◆ Exercise objective ◆
Copy the data that follows exactly. Include no pictures.

◆ Provided data ◆
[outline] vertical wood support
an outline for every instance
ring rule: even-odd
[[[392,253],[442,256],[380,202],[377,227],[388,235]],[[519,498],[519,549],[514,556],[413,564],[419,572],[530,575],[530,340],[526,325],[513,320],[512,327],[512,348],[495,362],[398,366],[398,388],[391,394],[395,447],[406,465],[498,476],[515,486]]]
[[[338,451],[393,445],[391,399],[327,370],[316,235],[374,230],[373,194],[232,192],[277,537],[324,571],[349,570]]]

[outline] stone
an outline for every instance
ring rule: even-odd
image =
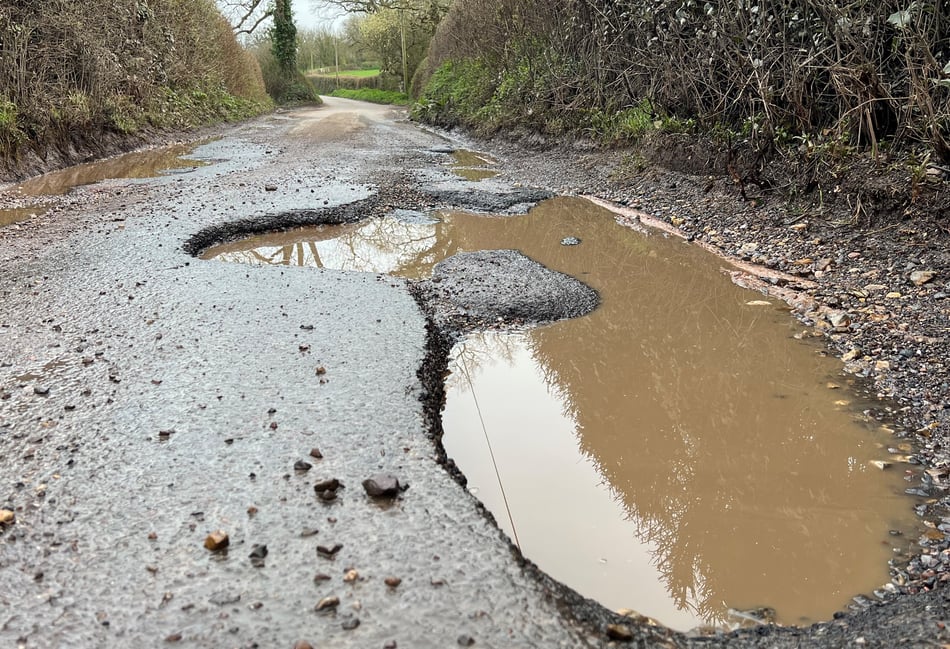
[[[358,617],[351,617],[346,620],[343,620],[343,623],[340,625],[343,627],[344,631],[352,631],[360,625],[360,619]]]
[[[205,539],[205,548],[211,550],[212,552],[220,552],[230,544],[231,539],[228,537],[227,532],[223,532],[221,530],[212,532]]]
[[[340,605],[339,597],[324,597],[317,605],[314,607],[316,611],[330,611],[336,609]]]
[[[370,498],[395,498],[405,488],[396,476],[389,473],[378,473],[363,480],[363,489]]]
[[[336,478],[330,478],[329,480],[321,480],[317,484],[313,485],[313,490],[317,493],[322,491],[336,491],[343,486],[343,483],[337,480]]]
[[[878,361],[874,364],[874,369],[876,369],[878,372],[889,370],[891,369],[891,363],[890,361]]]
[[[49,395],[49,387],[45,385],[34,385],[33,394],[45,397]]]
[[[562,246],[579,246],[581,245],[581,240],[577,237],[564,237],[561,239]]]
[[[326,559],[332,559],[336,556],[336,553],[343,549],[342,543],[336,543],[332,547],[326,545],[317,546],[317,554]]]
[[[475,638],[470,635],[460,635],[458,637],[458,643],[460,647],[471,647],[475,644]]]
[[[359,578],[360,578],[360,573],[358,573],[356,570],[347,570],[346,574],[343,575],[343,581],[345,581],[348,584],[352,584],[354,581],[358,580]]]
[[[321,452],[320,452],[320,449],[318,449],[318,448],[312,448],[312,449],[310,449],[310,457],[312,457],[312,458],[315,459],[315,460],[322,460],[322,459],[323,459],[323,453],[321,453]]]
[[[267,557],[267,546],[266,545],[254,545],[251,548],[251,554],[248,555],[251,559],[264,559]]]
[[[384,583],[390,588],[399,588],[399,584],[402,583],[402,579],[399,577],[386,577]]]
[[[313,645],[306,640],[298,640],[294,643],[294,649],[313,649]]]
[[[847,352],[844,356],[841,357],[841,360],[845,363],[850,363],[851,361],[856,361],[861,358],[861,350],[855,347],[851,351]]]
[[[16,514],[9,509],[0,509],[0,526],[13,525],[16,522]]]
[[[277,191],[277,185],[264,185],[264,191],[265,191],[265,192],[276,192],[276,191]]]
[[[618,642],[630,642],[633,640],[633,631],[626,624],[608,624],[607,637]]]
[[[828,322],[838,331],[847,331],[851,326],[851,316],[844,311],[835,311],[828,314]]]
[[[313,465],[309,462],[304,462],[303,460],[297,460],[294,462],[294,471],[297,471],[298,473],[306,473],[312,468]]]
[[[877,467],[881,471],[885,469],[890,469],[892,466],[894,466],[893,464],[885,460],[871,460],[869,464],[873,467]]]
[[[937,273],[932,270],[915,270],[910,274],[910,281],[914,283],[914,286],[923,286],[932,282],[936,276]]]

◆ Task answer ◆
[outline] vertical wood support
an outline for every instance
ring rule: even-odd
[[[392,253],[442,256],[380,202],[377,227],[388,235]],[[519,498],[519,549],[514,556],[413,564],[419,572],[530,575],[530,340],[526,325],[513,320],[512,327],[512,348],[495,362],[398,366],[398,388],[391,394],[395,447],[406,465],[498,476],[515,486]]]
[[[338,451],[393,445],[391,399],[327,370],[316,235],[374,230],[373,194],[232,192],[277,537],[324,571],[349,570]]]

[outline] stone
an outline for every instance
ring rule: even-odd
image =
[[[358,617],[351,617],[346,620],[343,620],[343,623],[340,625],[343,627],[344,631],[352,631],[360,625],[360,619]]]
[[[205,539],[205,548],[211,550],[212,552],[220,552],[230,544],[231,539],[228,537],[227,532],[223,532],[221,530],[212,532]]]
[[[340,605],[339,597],[324,597],[317,605],[314,607],[316,611],[330,611],[336,609]]]
[[[370,498],[395,498],[405,488],[396,476],[389,473],[378,473],[363,480],[363,489]]]
[[[336,478],[330,478],[329,480],[321,480],[317,484],[313,485],[313,490],[317,493],[322,491],[336,491],[343,486],[343,483],[337,480]]]
[[[878,361],[874,364],[874,369],[876,369],[878,372],[889,370],[891,369],[891,363],[890,361]]]
[[[49,395],[49,387],[45,385],[34,385],[33,394],[45,397]]]
[[[562,246],[579,246],[581,245],[581,240],[577,237],[564,237],[561,239]]]
[[[326,559],[332,559],[336,556],[336,553],[343,549],[342,543],[336,543],[332,547],[326,545],[317,546],[317,554]]]
[[[475,638],[470,635],[460,635],[458,637],[458,643],[460,647],[471,647],[475,644]]]
[[[359,578],[360,578],[360,573],[358,573],[356,570],[347,570],[346,574],[343,575],[343,581],[345,581],[348,584],[352,584],[354,581],[358,580]]]
[[[321,452],[320,452],[320,449],[318,449],[318,448],[312,448],[312,449],[310,449],[310,457],[312,457],[312,458],[315,459],[315,460],[322,460],[322,459],[323,459],[323,453],[321,453]]]
[[[267,557],[267,546],[266,545],[254,545],[251,548],[251,554],[248,555],[251,559],[264,559]]]
[[[384,583],[390,588],[399,588],[399,584],[402,583],[402,579],[399,577],[386,577]]]
[[[313,645],[306,640],[298,640],[294,643],[294,649],[313,649]]]
[[[847,352],[844,356],[841,357],[841,360],[845,363],[850,363],[851,361],[856,361],[861,358],[861,350],[855,347],[851,351]]]
[[[16,514],[9,509],[0,509],[0,526],[13,525],[16,522]]]
[[[277,191],[277,185],[264,185],[264,191],[265,191],[265,192],[276,192],[276,191]]]
[[[618,642],[630,642],[633,640],[633,631],[626,624],[608,624],[607,637]]]
[[[828,322],[838,331],[847,331],[851,326],[851,316],[844,311],[835,311],[828,314]]]
[[[313,465],[309,462],[304,462],[303,460],[297,460],[294,462],[294,471],[297,471],[298,473],[306,473],[312,468]]]
[[[877,467],[881,471],[885,469],[890,469],[892,466],[894,466],[893,464],[885,460],[871,460],[869,464],[873,467]]]
[[[937,273],[932,270],[915,270],[910,274],[910,281],[914,283],[914,286],[923,286],[932,282],[936,276]]]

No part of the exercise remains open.